— Your assignment —
From the line with "Each instance of" to the last line of the data below, repeat every line exactly and add nothing.

— Record extracts —
####

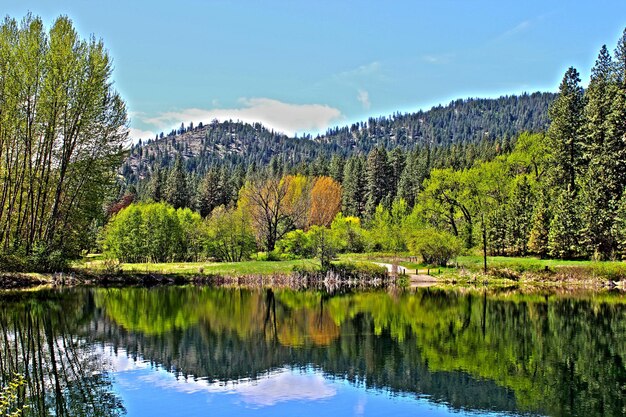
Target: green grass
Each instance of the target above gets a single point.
(400, 258)
(535, 264)
(206, 268)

####

— Answer —
Each instance of the target above gets a single point.
(400, 258)
(535, 264)
(206, 268)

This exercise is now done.